SHORT TASK. Convert all the material below into a Markdown table with two columns, Row and Line. Number each line in Row, put its text in Line, and omit blank lines.

----

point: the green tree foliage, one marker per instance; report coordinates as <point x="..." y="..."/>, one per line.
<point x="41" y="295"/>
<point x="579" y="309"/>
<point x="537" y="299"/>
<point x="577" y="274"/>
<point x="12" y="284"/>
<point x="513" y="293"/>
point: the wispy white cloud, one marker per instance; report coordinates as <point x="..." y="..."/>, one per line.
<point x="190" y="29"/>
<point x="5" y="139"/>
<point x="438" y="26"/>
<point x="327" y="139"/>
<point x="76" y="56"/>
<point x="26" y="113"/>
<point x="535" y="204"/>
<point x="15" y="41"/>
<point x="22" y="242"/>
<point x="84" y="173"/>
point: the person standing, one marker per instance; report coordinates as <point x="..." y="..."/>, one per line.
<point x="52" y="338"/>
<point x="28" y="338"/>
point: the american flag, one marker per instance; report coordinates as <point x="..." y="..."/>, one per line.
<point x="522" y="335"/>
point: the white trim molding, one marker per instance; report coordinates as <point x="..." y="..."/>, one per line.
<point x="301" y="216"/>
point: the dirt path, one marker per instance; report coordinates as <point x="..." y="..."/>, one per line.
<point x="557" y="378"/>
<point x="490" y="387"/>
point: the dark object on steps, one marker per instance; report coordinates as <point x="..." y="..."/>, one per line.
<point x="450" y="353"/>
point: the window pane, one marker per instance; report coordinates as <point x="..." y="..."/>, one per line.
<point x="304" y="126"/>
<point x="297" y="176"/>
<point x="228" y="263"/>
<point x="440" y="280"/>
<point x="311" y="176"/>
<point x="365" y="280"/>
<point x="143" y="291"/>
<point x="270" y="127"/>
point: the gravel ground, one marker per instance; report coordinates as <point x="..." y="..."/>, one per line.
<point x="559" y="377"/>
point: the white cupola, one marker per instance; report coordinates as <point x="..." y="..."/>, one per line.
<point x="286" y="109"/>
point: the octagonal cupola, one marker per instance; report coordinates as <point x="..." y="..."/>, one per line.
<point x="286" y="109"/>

----

ANSWER FOR THE TASK.
| Row | Line |
|---|---|
| 1 | point: the green tree foliage, one marker per instance; report coordinates as <point x="..." y="..."/>, one per line. |
| 2 | <point x="41" y="295"/> |
| 3 | <point x="579" y="309"/> |
| 4 | <point x="537" y="299"/> |
| 5 | <point x="577" y="274"/> |
| 6 | <point x="12" y="284"/> |
| 7 | <point x="513" y="293"/> |
| 8 | point: the wispy white cloud, one marker per instance; report coordinates as <point x="..." y="..."/>, one per line. |
| 9 | <point x="190" y="29"/> |
| 10 | <point x="5" y="139"/> |
| 11 | <point x="438" y="26"/> |
| 12 | <point x="327" y="139"/> |
| 13 | <point x="76" y="56"/> |
| 14 | <point x="26" y="113"/> |
| 15 | <point x="535" y="204"/> |
| 16 | <point x="15" y="41"/> |
| 17 | <point x="22" y="242"/> |
| 18 | <point x="84" y="173"/> |
| 19 | point: the person standing, one marker per instance; report coordinates as <point x="..." y="..."/>, one per line. |
| 20 | <point x="52" y="338"/> |
| 21 | <point x="28" y="338"/> |
| 22 | point: the american flag, one marker per instance; report coordinates as <point x="..." y="..."/>, one per line. |
| 23 | <point x="522" y="335"/> |
| 24 | point: the white trim molding, one marker per instance; report coordinates as <point x="..." y="..."/>, one per line. |
| 25 | <point x="301" y="216"/> |
| 26 | point: the dirt path, one marker per instance; report coordinates as <point x="..." y="..."/>, one per line. |
| 27 | <point x="557" y="378"/> |
| 28 | <point x="490" y="387"/> |
| 29 | point: the dark object on steps, one marker per instance; report coordinates as <point x="..." y="..."/>, one per line. |
| 30 | <point x="450" y="353"/> |
| 31 | point: the window pane, one marker per instance; report coordinates as <point x="..." y="..."/>, one per line. |
| 32 | <point x="304" y="126"/> |
| 33 | <point x="297" y="176"/> |
| 34 | <point x="228" y="263"/> |
| 35 | <point x="440" y="280"/> |
| 36 | <point x="311" y="176"/> |
| 37 | <point x="365" y="280"/> |
| 38 | <point x="143" y="291"/> |
| 39 | <point x="270" y="127"/> |
| 40 | point: the gravel ground, one marker per instance; report coordinates as <point x="..." y="..."/>, one per line. |
| 41 | <point x="559" y="377"/> |
| 42 | point: the white cupola, one marker per instance; report coordinates as <point x="..." y="..."/>, one per line. |
| 43 | <point x="286" y="109"/> |
| 44 | point: the octagonal cupola, one marker per instance; report coordinates as <point x="..." y="..."/>, one per line. |
| 45 | <point x="286" y="109"/> |